Petrossian is a French business enterprise established in 1920 with a wide variety of products, but mainly fine spices, caviar and smoked mainly fish-based products. It was founded by two Armenian refugees, Melkoum and Mouchegh Petrossian, sons of a silkworm farmer from Tiflis (Tbilisi) in Georgia. The business kept close cooperation with the Soviet Union and Mouchegh had married Irène Mailoff, daughter of a Russian family and marketer of refined caviar in the 19th century. The relation with the Soviet authorities and businesses solidified with the 1930s. After the death of Melkoum Petrossian in 1972 and Mouchegh Petrossian in 1981, the son of the latter Armen Petrossian took the direction of the family business in 1991.

Petrossian has a showcase historic shop in Paris, at 18 boulevard de La Tour-Maubourg, leading a number of other fashionable enterprises, boutiques, and restaurants which the company runs in Paris, Brussels, Dubai, New York, Los Angeles and Las Vegas.

Petrossian maintained a remarkable hold on the caviar market and other Russian specialties like Chatka crabs and vodkas into the 1990s. As the trade in caviar became more competitive, the enterprise diversified with other lines of smoked fish, anguilles, herring, scallops (particularly the French Coquille Saint-Jacques), and even Chinese dim sum.

__DATA EXTRACT__.
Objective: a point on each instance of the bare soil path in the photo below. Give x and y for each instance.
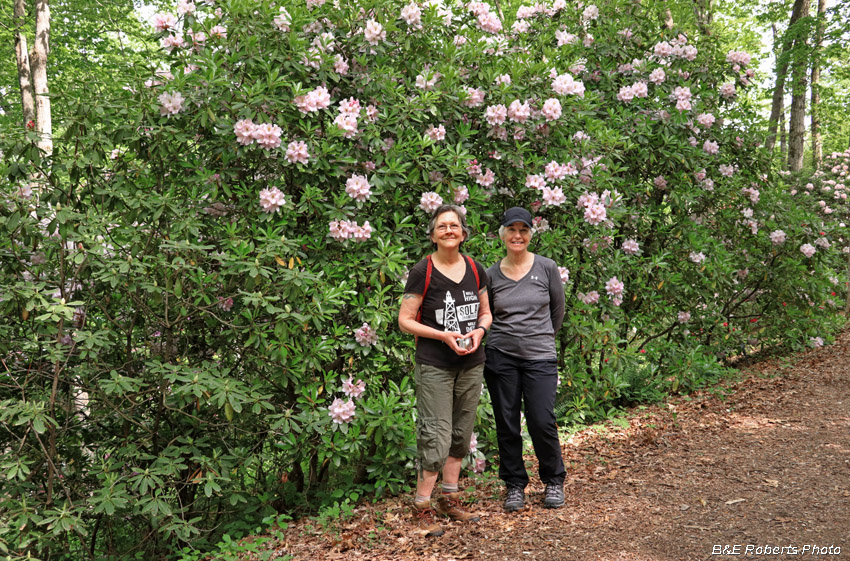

__REQUIREMENT A__.
Decide whether each statement agrees with the Petrossian passage, answering yes or no and quoting the deciding words: (i) The business was founded by two Armenian refugees. (ii) Armen Petrossian took the direction of the family business in 1981. (iii) The historic showcase shop at 18 boulevard de La Tour-Maubourg is in Brussels.
__REQUIREMENT B__.
From the Petrossian passage, copy the part that opens with the words containing "Petrossian maintained a" and closes with "Chinese dim sum.", word for word.

__ANSWER A__.
(i) Yes: "It was founded by two Armenian refugees"
(ii) No: "took the direction of the family business in 1991"
(iii) No: "a showcase historic shop in Paris, at 18 boulevard de La Tour-Maubourg"

__ANSWER B__.
Petrossian maintained a remarkable hold on the caviar market and other Russian specialties like Chatka crabs and vodkas into the 1990s. As the trade in caviar became more competitive, the enterprise diversified with other lines of smoked fish, anguilles, herring, scallops (particularly the French Coquille Saint-Jacques), and even Chinese dim sum.